→ **提示文**
═══
2期続いた民進党政権の継続か、それとも政権交代か。
中国が統一への意欲をあらわにし、その出方に日本やアメリカが警戒感を強める中、東アジアの安全保障にも大きな影響を与える選挙の行方について考えます。
台湾の総統選挙は4年に1度行われます。
総統の任期は最長で2期8年、現在の蔡英文総統の任期は来年5月までとなっています。
その後任を決めるための投票が来年1月13日に行われます。
立候補の受け付けは先週締め切られ、主要政党から3人が届け出を行いました。
▼与党・民進党は現在の副総統の頼清徳氏、▼最大野党・国民党は現職の新北市長の侯友宜氏、そして、▼野党第2党の民衆党は前の台北市長の柯文哲氏です。
それぞれの経歴などを見てみます。
まず、与党です。
▼頼清徳氏は医師から政界入りし、台南市長などを歴任。
蔡英文政権1期目の途中で首相にあたる行政院長に就任し、2期目で副総統を務めています。
今回、コンビを組む副総統候補には、台湾当局で駐米代表を務め、アメリカとの太いパイプを持つ蕭美琴氏を起用し、蔡政権が進めてきたアメリカとの関係強化の流れを引き継ぐ姿勢をアピールしています。
続いて野党です。
▼侯友宜氏は警察のトップを務めたあと、台湾で最も有権者が多い新北市の副市長を経た後、市長に2期連続で当選しています。
その高い人気から、総統候補に擁立されました。
▼柯文哲氏も医師出身で、去年まで2期にわたり台北市長を務めました。
任期中の2019年には民衆党を立ち上げ、個人的な人気を背景に党勢を拡大し、とりわけ民進党と国民党の2大政党に不満を持つ若者の支持を集めています。
台湾では、1996年に初めて、総統を選ぶための直接選挙が導入され、2000年以降は2期8年ごとに政権交代が行われてきました。
今回も野党側は政権交代を目標に掲げていますが、立候補の受け付けが始まっても、選挙戦の構図がギリギリまで固まらない異例の展開となりました。
═══
位置特定の項目
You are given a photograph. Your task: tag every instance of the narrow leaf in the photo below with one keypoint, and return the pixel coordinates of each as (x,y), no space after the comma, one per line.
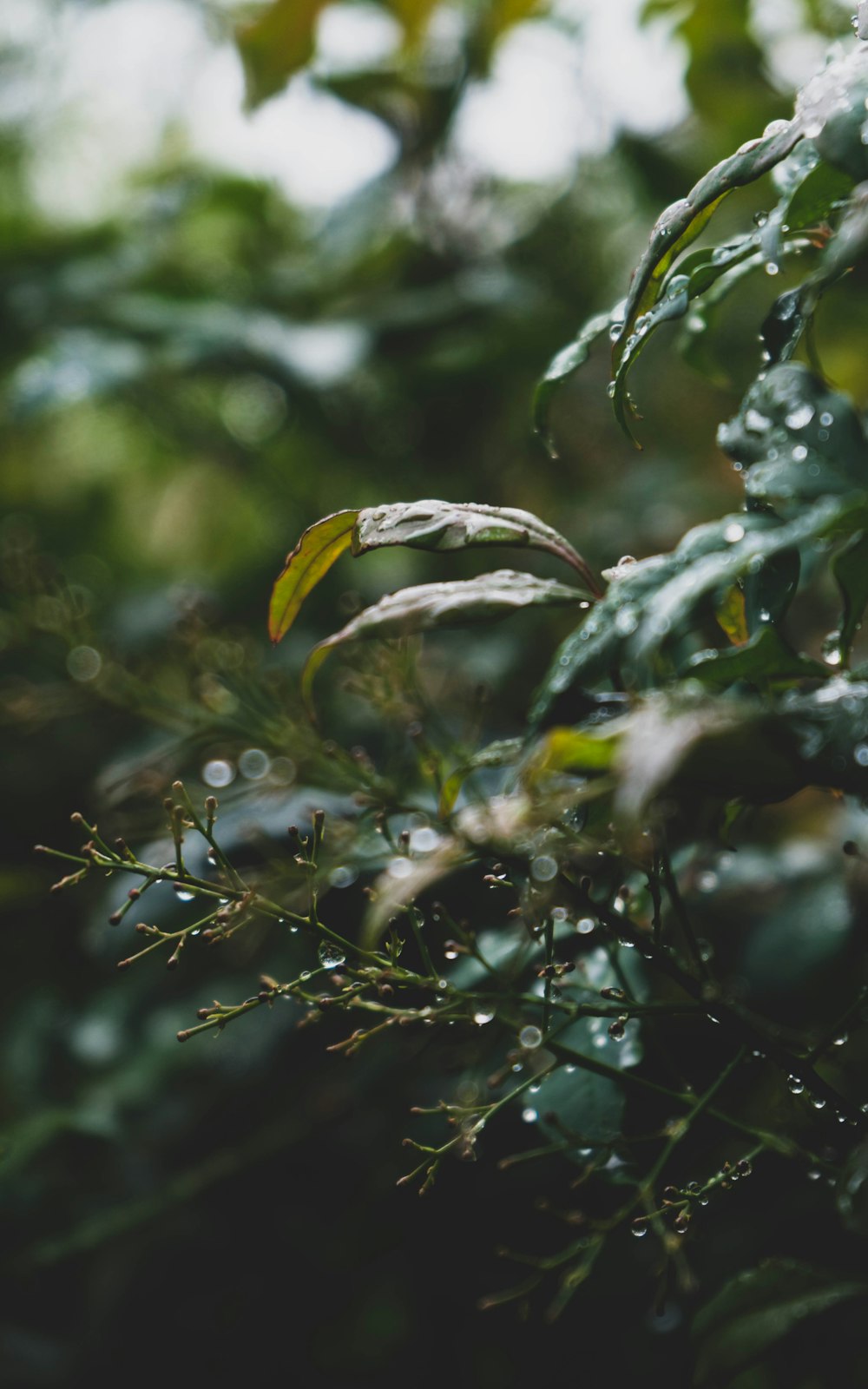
(483,599)
(314,555)
(457,525)
(851,569)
═══
提示文のうち、「台湾の総統選挙は4年に1度行われます。」で始まり「それぞれの経歴などを見てみます。」で終わる部分を、そのまま書き出すこと。 この一覧は提示文とは関係がない。

→ **正解**
台湾の総統選挙は4年に1度行われます。
総統の任期は最長で2期8年、現在の蔡英文総統の任期は来年5月までとなっています。
その後任を決めるための投票が来年1月13日に行われます。
立候補の受け付けは先週締め切られ、主要政党から3人が届け出を行いました。
▼与党・民進党は現在の副総統の頼清徳氏、▼最大野党・国民党は現職の新北市長の侯友宜氏、そして、▼野党第2党の民衆党は前の台北市長の柯文哲氏です。
それぞれの経歴などを見てみます。